Text excerpt:
After just over two years of a largely successful “zero-COVID” policy, China is facing its biggest test to date in the metropolis of Shanghai and the supply chain headaches that come with a massive lockdown.
On Monday morning, the city reported a record number of more than 25,000 new cases, according to state media. Officials have begun easing the lockdown for some areas despite the high case numbers, but the majority of the city remains immobilized.
Meanwhile, supply chain problems are compounding. Costs are rising and inputs can’t be transported to factories. Trucking has slowed to a near standstill. As cases continue to climb and disruptions extend, executives and analysts are getting increasingly anxious about the scale of the lockdown’s impact on global supply chains.
Supply chain problems compound
Truck drivers entering sites including Shanghai’s port, airport and factories must show negative COVID-19 test results from as recently as the last 24 hours, said Cameron Johnson, head of APAC Strategy at FAO Global. As the country struggles to simultaneously process millions of tests, the requirements have caused a logistical nightmare to get goods moved.
“Trucking is the lifeblood of the first and last mile,” said Derek Bushaw, head of network operations, Asia, at Flexport. “The first mile for the factories is that inbound delivery of components, and whether those are imported or domestically sourced, that’s still a challenge because it depends on trucking.”
Damage to supply chain efficiency is already evident. Some shipping companies earlier this month noted a 30% drop in efficiency due to a lack of trucking transport at the port, Everstream Analytics said in an email. In response, many companies are diverting cargo away from Shanghai. That includes Flexport, according to Bushaw, who said none of the company’s deliveries in the city can be completed as of Monday morning.
On Friday, CMA CGM announced that it would waive change of destination administration fees for rerouting reefers to alternative ports, such as the nearby Port of Ningbo-Zhoushan. The ocean carrier is encouraging rerouting options because of “drastically” slower pick up times and “excessively stretched” dwell times in Shanghai.
For now, many facilities in and around Shanghai have so far been able to maintain relatively normal production thanks to a “closed loop system,” in which workers live on the factory or transport campus, Johnson said. But if restrictions aren’t eased soon, “eventually supplies will run out,” according to Jena Santoro, manager of intelligence solutions for the Americas at Everstream Analytics.
Cracks in the closed-loop system are already forming. On Tuesday, Apple supplier Pegatron announced that it had halted production at both its Shanghai and Kunshan plants due to COVID-19 restrictions.

Work task A:
Decide whether each statement below agrees with the article on the Shanghai lockdown and its supply chain effects. For each, answer yes or no and quote the words of the article that decide it.
(i) Truck drivers entering sites such as Shanghai's port must show negative COVID-19 test results from within the last 48 hours.
(ii) Flexport is among the companies diverting cargo away from Shanghai.
(iii) Pegatron halted production only at its Shanghai plant.
Work task B: Carry the article on the Shanghai lockdown and its supply chain effects forward from its last sentence.

Data shown:
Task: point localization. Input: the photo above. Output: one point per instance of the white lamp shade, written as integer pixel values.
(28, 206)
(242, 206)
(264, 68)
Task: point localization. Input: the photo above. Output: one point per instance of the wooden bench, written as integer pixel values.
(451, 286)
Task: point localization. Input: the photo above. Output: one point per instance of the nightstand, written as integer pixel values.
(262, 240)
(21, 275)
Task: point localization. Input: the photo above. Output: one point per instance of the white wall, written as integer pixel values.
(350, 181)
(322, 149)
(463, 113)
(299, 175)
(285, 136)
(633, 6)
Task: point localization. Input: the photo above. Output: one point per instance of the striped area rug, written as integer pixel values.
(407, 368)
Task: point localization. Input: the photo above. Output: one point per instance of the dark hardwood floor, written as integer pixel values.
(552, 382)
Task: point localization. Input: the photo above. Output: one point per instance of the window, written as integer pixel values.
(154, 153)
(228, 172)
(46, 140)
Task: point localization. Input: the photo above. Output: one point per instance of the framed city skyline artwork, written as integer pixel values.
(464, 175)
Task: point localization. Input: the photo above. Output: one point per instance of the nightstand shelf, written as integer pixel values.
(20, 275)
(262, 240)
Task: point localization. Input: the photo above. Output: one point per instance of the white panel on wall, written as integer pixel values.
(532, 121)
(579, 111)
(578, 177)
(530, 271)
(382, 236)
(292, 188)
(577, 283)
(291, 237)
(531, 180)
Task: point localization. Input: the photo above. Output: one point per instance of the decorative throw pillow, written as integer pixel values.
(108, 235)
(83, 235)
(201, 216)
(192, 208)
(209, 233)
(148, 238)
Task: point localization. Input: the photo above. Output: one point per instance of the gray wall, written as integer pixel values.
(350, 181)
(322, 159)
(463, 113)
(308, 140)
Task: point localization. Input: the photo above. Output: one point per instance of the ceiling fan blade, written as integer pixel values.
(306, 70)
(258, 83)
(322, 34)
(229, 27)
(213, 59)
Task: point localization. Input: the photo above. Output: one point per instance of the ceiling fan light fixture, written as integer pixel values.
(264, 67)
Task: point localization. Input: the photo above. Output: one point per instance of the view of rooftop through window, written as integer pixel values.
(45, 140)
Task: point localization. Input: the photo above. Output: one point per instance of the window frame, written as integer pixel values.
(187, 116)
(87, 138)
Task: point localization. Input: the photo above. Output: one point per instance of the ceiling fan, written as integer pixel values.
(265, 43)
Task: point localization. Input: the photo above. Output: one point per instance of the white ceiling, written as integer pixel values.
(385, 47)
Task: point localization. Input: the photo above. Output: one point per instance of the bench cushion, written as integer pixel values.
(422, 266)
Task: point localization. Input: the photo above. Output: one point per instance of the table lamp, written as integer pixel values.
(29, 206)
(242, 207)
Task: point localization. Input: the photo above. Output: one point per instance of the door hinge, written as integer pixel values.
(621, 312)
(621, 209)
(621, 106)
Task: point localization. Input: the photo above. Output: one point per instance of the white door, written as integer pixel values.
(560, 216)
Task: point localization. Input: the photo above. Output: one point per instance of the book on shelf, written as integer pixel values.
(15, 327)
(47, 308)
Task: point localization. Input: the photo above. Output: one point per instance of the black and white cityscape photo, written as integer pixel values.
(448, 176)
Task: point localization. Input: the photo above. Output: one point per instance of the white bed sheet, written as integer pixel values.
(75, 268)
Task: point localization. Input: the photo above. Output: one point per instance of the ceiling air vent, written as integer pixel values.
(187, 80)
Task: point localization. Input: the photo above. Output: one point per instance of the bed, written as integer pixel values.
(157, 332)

Answer box A:
(i) No: "from as recently as the last 24 hours"
(ii) Yes: "many companies are diverting cargo away from Shanghai. That includes Flexport"
(iii) No: "it had halted production at both its Shanghai and Kunshan plants"

Answer box B:
Johnson noted that the key timeframe for a faster bounce back to normalcy in supply chains is the end of April. If officials can contain the outbreak and lift lockdowns this month, the logistical backlog could be addressed within roughly a quarter.
“If though it goes past April, then I think you’ll start to see major disruptions,” Johnson said. “You’ll see commodity prices rise, suppliers not getting paid.”
‘The biggest challenge is uncertainty’
Even when the lockdown does lift and logistics come back online in full, companies may face fresh headaches as they all vie for supplies at the same time, Johnson said. The ensuing supply constraints could cause commodity prices to rise another 4% to 5%.
Santoro emphasized that much remains uncertain when it comes to the degree of damage that supply chains will incur given that no one knows for certain when the lockdown will end. For the next few weeks, companies that source from manufacturers in China should consider rail, barge and air cargo while trucking remains difficult.
The longer-term concern among many observers is that this lockdown is only the beginning. The neighboring city of Kunshan has also faced tight restrictions since early April, prompting many factories to halt production.
Kunshan is home to several major automotive and electronics suppliers that service companies like Tesla in Shanghai, as well as Apple, said Santoro. Electronics and automotive supply chains will be hard hit by supplier shortages amid the dual restrictions.
“The worry here is that the outbreak has just started,” Santoro said. “This is going to blow up. Whether or not Shanghai lifts in a week, this is just going to be the next one.”
And with officials adamant about sticking to China’s zero-COVID policy, lockdowns and the disruptions are likely to continue.
“We have a real challenge in planning, because as soon as you get out of trouble in one area, a few weeks later you’re into trouble in another area,” Bushaw said. “The biggest challenge is uncertainty and not knowing … when these challenges will come to an end.”